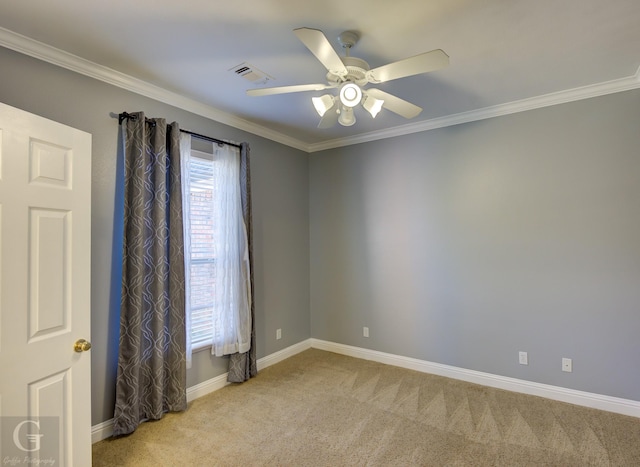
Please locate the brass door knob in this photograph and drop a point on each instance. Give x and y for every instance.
(81, 345)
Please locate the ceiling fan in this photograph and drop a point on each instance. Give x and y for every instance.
(350, 74)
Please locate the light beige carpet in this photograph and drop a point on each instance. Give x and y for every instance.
(323, 409)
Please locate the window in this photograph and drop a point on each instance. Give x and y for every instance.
(202, 253)
(217, 270)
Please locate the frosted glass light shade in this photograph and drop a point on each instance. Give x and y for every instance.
(350, 94)
(347, 117)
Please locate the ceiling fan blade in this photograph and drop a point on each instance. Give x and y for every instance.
(287, 89)
(423, 63)
(330, 118)
(319, 45)
(395, 104)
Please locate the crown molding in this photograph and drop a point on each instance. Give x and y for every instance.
(44, 52)
(546, 100)
(47, 53)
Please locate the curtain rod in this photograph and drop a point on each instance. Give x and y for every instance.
(125, 115)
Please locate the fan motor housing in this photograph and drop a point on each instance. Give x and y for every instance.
(357, 69)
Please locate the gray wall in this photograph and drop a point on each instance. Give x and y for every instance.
(466, 244)
(280, 212)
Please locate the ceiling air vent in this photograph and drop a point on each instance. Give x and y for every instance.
(251, 74)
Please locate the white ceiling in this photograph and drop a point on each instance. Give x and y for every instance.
(501, 52)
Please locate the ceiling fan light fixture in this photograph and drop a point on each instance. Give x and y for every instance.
(347, 117)
(372, 105)
(350, 94)
(323, 103)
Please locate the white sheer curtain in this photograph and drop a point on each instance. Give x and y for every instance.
(232, 292)
(231, 313)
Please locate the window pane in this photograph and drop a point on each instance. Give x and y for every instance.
(202, 258)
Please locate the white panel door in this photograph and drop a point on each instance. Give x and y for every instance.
(45, 222)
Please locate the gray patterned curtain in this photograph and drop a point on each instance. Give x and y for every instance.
(151, 364)
(243, 366)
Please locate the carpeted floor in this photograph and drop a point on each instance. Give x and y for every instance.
(323, 409)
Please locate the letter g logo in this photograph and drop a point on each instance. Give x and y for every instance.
(33, 438)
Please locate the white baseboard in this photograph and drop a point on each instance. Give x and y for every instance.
(104, 430)
(586, 399)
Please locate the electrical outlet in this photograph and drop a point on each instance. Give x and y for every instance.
(523, 358)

EXERCISE AIM
Leaving the pictures aside, repeat the data above exactly.

ANSWER BELOW
Please locate the brass door knob in this photograph and drop a point on each instance. Give x and y for every instance.
(81, 345)
Please locate the ceiling fan in this photograph and drop a point on each instance. Give x and y for every instance.
(350, 74)
Please locate the light beige carpet in this photograph and drop a point on each instance. Give x and y for every instance.
(323, 409)
Please locate the window in this photograph and drop a point on each instance. Give x and y for every instance.
(202, 253)
(217, 270)
Please locate the frosted glass light shade in this photograph and drop a point on each instance. Give x and y for every instance.
(350, 94)
(347, 117)
Please locate the ceiling fan blade in this photograph and drop a point on each instance. Give x and y for every instance.
(287, 89)
(423, 63)
(330, 118)
(319, 45)
(395, 104)
Please locate the crown molding in this photograph and drop a point on each instance. Give x and y for every instance.
(44, 52)
(546, 100)
(47, 53)
Please locate the curtain rod in this photograph and drop a point on each instance. Give x and y for every instance.
(125, 115)
Please locate the fan motor housing in this photograph and drop a point on each instance. Give x and y for every instance.
(357, 69)
Please locate the gray wall in this photograph and drop a point on each instance. Give x and y for every instance.
(466, 244)
(280, 212)
Please locate the ceiling air vent in this photograph and drop a point on each instance. Give x and y for every instance.
(251, 74)
Please locate the white ceiling in this photograph and drop a point on each instance. Give x and y for every instance.
(501, 52)
Please locate the ceiling fan light fixture in this photograph and drop a point on each instance. Give x and y for every instance.
(347, 117)
(372, 105)
(350, 94)
(323, 103)
Please locate the white sheer curtain in this photograph and drop a point on each instance. Give x and y for every instance.
(232, 292)
(231, 313)
Please locate the window pane in this photograph and drop a point on each instance. Give x and y for every instance.
(202, 258)
Please locate the white panel door in this photograph and drop a point on each instance. Give x and y for every instance.
(45, 222)
Please locate the gray patterned curtain in this photograph and drop a point on each instance. Give x and y for every instance.
(151, 364)
(243, 366)
Please locate the carpeted floor in this photograph and drop a point on each instance. Give x and y for every instance.
(323, 409)
Please locate the letter g logo in this photograph and drop a point on each instance. Give x and y for every instance.
(33, 438)
Please locate the white baseboard in this photograph and drop a point on each instance. Give x and y for every instance.
(104, 430)
(586, 399)
Please locate the electrical outlet in this photograph and drop a point on each instance. Give x and y for every instance.
(523, 358)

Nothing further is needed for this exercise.